§ **TASK REQUIREMENTS**: Reproduce all of the material below word for word, leaving out the pictures.

[Entries from an annotation dataset]
+ + +
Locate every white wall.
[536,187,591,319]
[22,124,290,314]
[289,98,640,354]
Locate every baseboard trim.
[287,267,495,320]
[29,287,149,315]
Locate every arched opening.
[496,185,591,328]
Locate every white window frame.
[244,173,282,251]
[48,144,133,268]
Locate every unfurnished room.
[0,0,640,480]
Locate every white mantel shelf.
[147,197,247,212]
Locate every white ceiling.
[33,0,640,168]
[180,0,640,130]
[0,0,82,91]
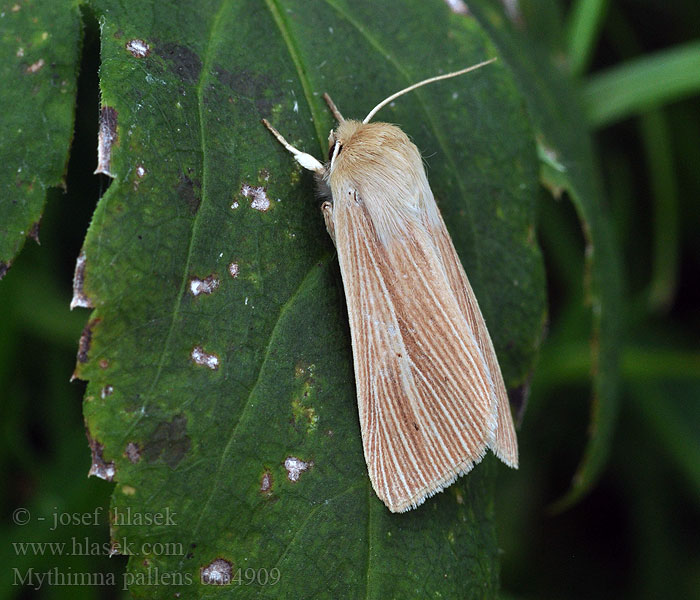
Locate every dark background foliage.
[0,0,700,598]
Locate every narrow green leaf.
[584,42,700,127]
[77,0,544,599]
[0,0,81,279]
[566,0,608,75]
[640,110,681,310]
[470,0,622,506]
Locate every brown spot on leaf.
[141,415,192,469]
[260,469,272,496]
[70,252,94,310]
[155,43,202,83]
[124,442,141,463]
[27,58,46,73]
[78,318,102,363]
[177,173,201,215]
[95,106,118,178]
[445,0,470,15]
[0,261,12,279]
[199,558,233,585]
[27,219,41,246]
[214,65,283,115]
[125,39,151,58]
[85,430,115,481]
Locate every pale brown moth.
[263,59,518,512]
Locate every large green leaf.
[470,0,622,507]
[0,0,81,279]
[74,0,544,599]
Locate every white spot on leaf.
[284,456,314,483]
[126,40,151,58]
[241,183,270,212]
[190,346,219,371]
[95,106,117,178]
[190,275,220,297]
[200,558,233,585]
[70,252,94,310]
[445,0,469,15]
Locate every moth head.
[328,129,343,169]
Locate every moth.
[263,59,518,512]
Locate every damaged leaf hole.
[124,442,141,464]
[260,469,273,496]
[125,39,151,58]
[190,346,219,371]
[85,430,116,481]
[77,317,102,363]
[199,558,233,585]
[241,183,270,212]
[284,456,314,483]
[95,106,118,179]
[190,273,221,298]
[144,415,192,469]
[70,251,94,310]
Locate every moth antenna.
[262,119,323,173]
[323,94,345,123]
[360,57,496,123]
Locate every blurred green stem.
[640,110,680,311]
[584,42,700,129]
[565,0,608,75]
[534,343,700,393]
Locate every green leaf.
[0,0,81,279]
[584,42,700,127]
[470,0,622,507]
[566,0,608,75]
[76,0,544,598]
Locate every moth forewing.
[264,61,518,512]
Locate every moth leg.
[262,119,323,173]
[321,202,335,246]
[323,94,345,123]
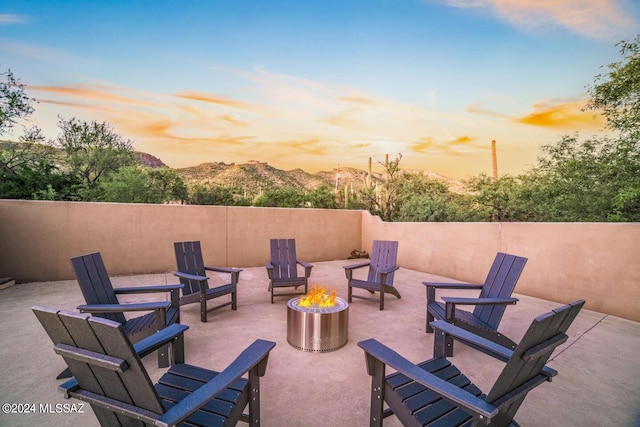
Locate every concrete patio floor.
[0,260,640,427]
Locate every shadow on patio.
[0,260,640,427]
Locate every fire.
[298,285,337,307]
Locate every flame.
[298,285,337,307]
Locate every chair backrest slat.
[270,239,298,279]
[71,252,126,323]
[473,252,527,329]
[33,307,164,426]
[367,240,398,284]
[486,300,584,420]
[173,241,208,295]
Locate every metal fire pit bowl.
[287,297,349,353]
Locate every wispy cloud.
[29,84,164,106]
[175,92,258,110]
[467,99,605,130]
[443,0,640,39]
[513,101,605,130]
[0,13,27,25]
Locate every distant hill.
[175,160,464,195]
[135,151,167,168]
[0,141,464,196]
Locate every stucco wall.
[362,213,640,321]
[0,200,361,282]
[0,200,640,321]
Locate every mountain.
[135,151,167,168]
[175,160,463,195]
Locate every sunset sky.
[0,0,640,179]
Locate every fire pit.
[287,285,349,352]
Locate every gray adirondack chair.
[265,239,313,304]
[33,307,275,427]
[344,240,401,310]
[358,300,584,427]
[173,241,242,322]
[71,252,182,377]
[423,252,527,356]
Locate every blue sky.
[0,0,640,179]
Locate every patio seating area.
[0,260,640,427]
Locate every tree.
[97,165,187,203]
[187,183,236,206]
[357,153,402,221]
[398,172,484,222]
[0,69,35,135]
[585,38,640,136]
[55,118,137,200]
[305,184,338,209]
[254,187,305,208]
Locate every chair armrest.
[380,265,400,274]
[422,282,484,289]
[296,259,313,268]
[430,320,558,381]
[358,338,498,419]
[342,261,371,270]
[172,271,209,281]
[430,320,513,362]
[208,265,242,286]
[204,265,242,274]
[156,340,276,426]
[114,283,184,294]
[77,301,171,313]
[133,323,189,357]
[442,297,518,305]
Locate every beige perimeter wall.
[0,200,640,321]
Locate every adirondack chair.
[423,252,527,356]
[344,240,400,310]
[71,252,182,372]
[173,241,242,322]
[33,307,275,427]
[265,239,313,304]
[358,300,584,426]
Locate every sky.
[0,0,640,179]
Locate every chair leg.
[158,344,170,368]
[200,298,207,323]
[367,357,385,427]
[249,369,260,427]
[426,309,435,334]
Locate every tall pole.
[491,139,498,181]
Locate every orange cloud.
[513,101,605,129]
[338,96,379,105]
[175,92,257,110]
[409,137,433,153]
[29,85,158,106]
[445,0,638,39]
[447,135,477,145]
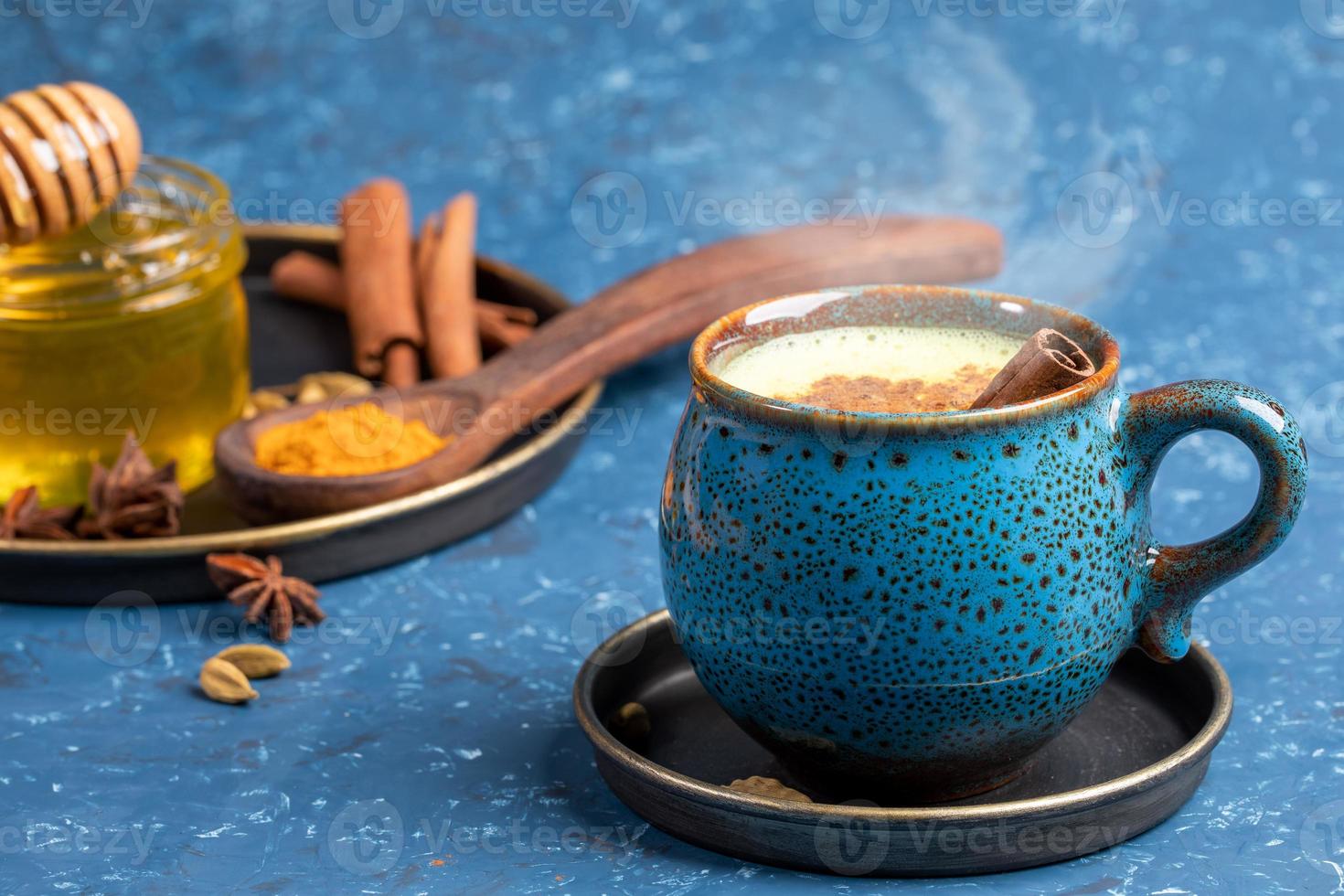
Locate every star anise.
[80,432,186,539]
[206,553,326,644]
[0,485,83,541]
+ + +
§ **CORRECT RESULT**:
Locate every white wall.
[536,187,591,319]
[22,124,290,314]
[289,98,640,354]
Locate every baseboard trim.
[287,267,495,320]
[29,287,149,315]
Locate every arched opening.
[496,185,591,328]
Locate every white window frame.
[244,173,282,251]
[48,144,133,268]
Locate every unfurnished room.
[0,0,640,480]
Locate every white mantel shelf.
[147,197,247,212]
Locate every white ceiling.
[33,0,640,168]
[180,0,640,130]
[0,0,82,91]
Locate every dark background foliage.
[0,0,700,598]
Locate every narrow green leaf.
[584,42,700,127]
[77,0,544,599]
[0,0,81,279]
[566,0,608,75]
[640,110,681,310]
[470,0,622,506]
Locate every brown spot on leaf.
[141,415,192,469]
[260,469,272,496]
[70,252,94,310]
[155,43,202,83]
[124,442,141,463]
[27,58,46,73]
[78,318,102,363]
[177,173,201,215]
[95,106,118,178]
[445,0,470,15]
[0,261,12,279]
[199,558,233,585]
[27,219,41,246]
[214,65,283,115]
[125,39,151,58]
[85,430,115,481]
Locate every pale brown moth.
[263,59,518,512]
Locate every large green leaf.
[470,0,622,507]
[0,0,81,279]
[74,0,544,599]
Locate every white spot on leaf.
[284,456,314,483]
[126,40,151,58]
[241,183,270,212]
[190,346,219,371]
[95,106,117,178]
[190,275,220,297]
[200,558,233,585]
[70,252,94,310]
[445,0,469,15]
Locate every moth head.
[328,129,343,169]
Locate every moth.
[263,59,518,512]
Locate every damaged leaf hole.
[124,442,141,464]
[260,469,273,496]
[125,39,151,58]
[190,346,219,371]
[85,430,116,481]
[77,317,102,363]
[199,558,233,585]
[241,183,270,212]
[284,456,314,483]
[95,106,118,179]
[190,273,221,298]
[144,415,192,469]
[70,251,94,310]
Locate every moth antenna.
[262,119,323,173]
[323,94,345,123]
[360,57,496,123]
Locate every blurred green stem.
[640,110,680,311]
[584,42,700,129]
[565,0,608,75]
[534,343,700,393]
Locate every green leaf.
[0,0,81,279]
[584,42,700,127]
[470,0,622,507]
[566,0,608,75]
[76,0,544,598]
Locate every moth forewing.
[264,61,518,512]
Locate every moth leg.
[262,119,323,173]
[321,202,335,246]
[323,94,345,123]
Locate every concrete patio floor.
[0,260,640,427]
Locate every shadow on patio.
[0,260,640,427]
Locate every fire.
[298,285,337,307]
Locate every flame.
[298,285,337,307]
Locate every chair backrest slat.
[270,239,298,279]
[71,252,126,323]
[473,252,527,329]
[33,307,164,426]
[367,240,398,284]
[486,300,584,420]
[173,241,208,295]
Locate every metal fire pit bowl.
[287,297,349,353]
Locate every wispy cloud.
[29,84,164,106]
[175,92,258,110]
[467,99,605,130]
[443,0,640,39]
[513,101,605,130]
[0,13,27,25]
Locate every distant hill.
[175,160,464,195]
[135,151,167,168]
[0,141,464,196]
Locate every stucco wall.
[362,213,640,321]
[0,200,361,282]
[0,200,640,321]
Locate every mountain.
[135,151,167,168]
[175,160,463,195]
Locate every sunset sky.
[0,0,640,179]
Locate every fire pit.
[287,285,349,352]
Locate every gray adirondack chair.
[265,239,313,304]
[33,307,275,427]
[344,240,401,310]
[358,300,584,427]
[173,241,242,322]
[71,252,182,377]
[423,252,527,356]
Locate every blue sky.
[0,0,640,179]
Locate every patio seating area.
[0,260,640,427]
Locate every tree.
[97,165,187,203]
[187,183,236,206]
[357,153,402,221]
[398,172,484,222]
[0,69,35,135]
[585,38,640,136]
[55,118,137,200]
[305,184,338,209]
[254,187,305,208]
Locate every chair armrest.
[380,265,400,274]
[422,282,484,289]
[296,259,313,268]
[430,320,558,381]
[358,338,498,419]
[342,261,371,270]
[172,271,209,281]
[430,320,513,362]
[208,265,242,286]
[204,265,242,274]
[156,340,276,426]
[114,283,184,294]
[77,301,171,313]
[133,323,189,357]
[442,297,518,305]
Locate every beige perimeter wall.
[0,200,640,321]
Locate every adirondack chair.
[423,252,527,356]
[344,240,400,310]
[71,252,182,372]
[173,241,242,322]
[33,307,275,427]
[265,239,313,304]
[358,300,584,426]
Locate every sky.
[0,0,640,179]
Locate every chair leg.
[158,344,170,368]
[200,298,207,323]
[367,357,385,427]
[249,369,260,427]
[426,309,435,334]
Locate every tall pole.
[491,139,498,181]
Locate every orange cloud.
[513,101,605,129]
[338,96,379,105]
[175,92,257,110]
[409,137,433,153]
[29,85,158,106]
[445,0,638,39]
[447,135,477,145]
Locate every star anise.
[80,432,186,539]
[206,553,326,644]
[0,485,83,541]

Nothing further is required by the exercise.